# Input for this task:
╭──

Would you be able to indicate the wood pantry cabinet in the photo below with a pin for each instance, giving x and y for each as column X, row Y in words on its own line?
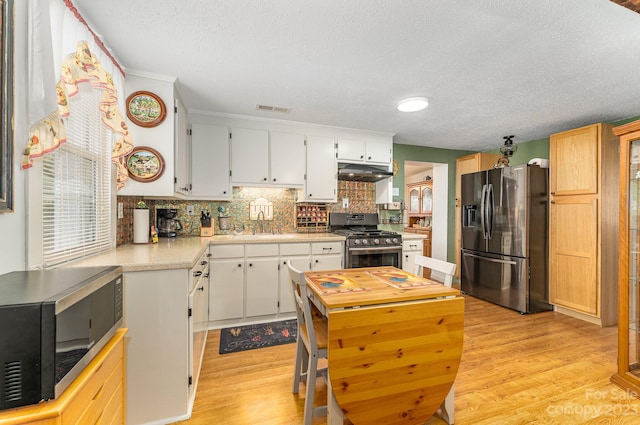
column 628, row 374
column 464, row 165
column 583, row 225
column 96, row 395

╰──

# Task:
Set down the data again, exactly, without images.

# Solution to the problem:
Would you be able to indicate the wood pantry cabinet in the photo below with a pin for each instance, giving x and y for each as column X, row Y in words on its own line?
column 628, row 374
column 464, row 165
column 583, row 225
column 96, row 395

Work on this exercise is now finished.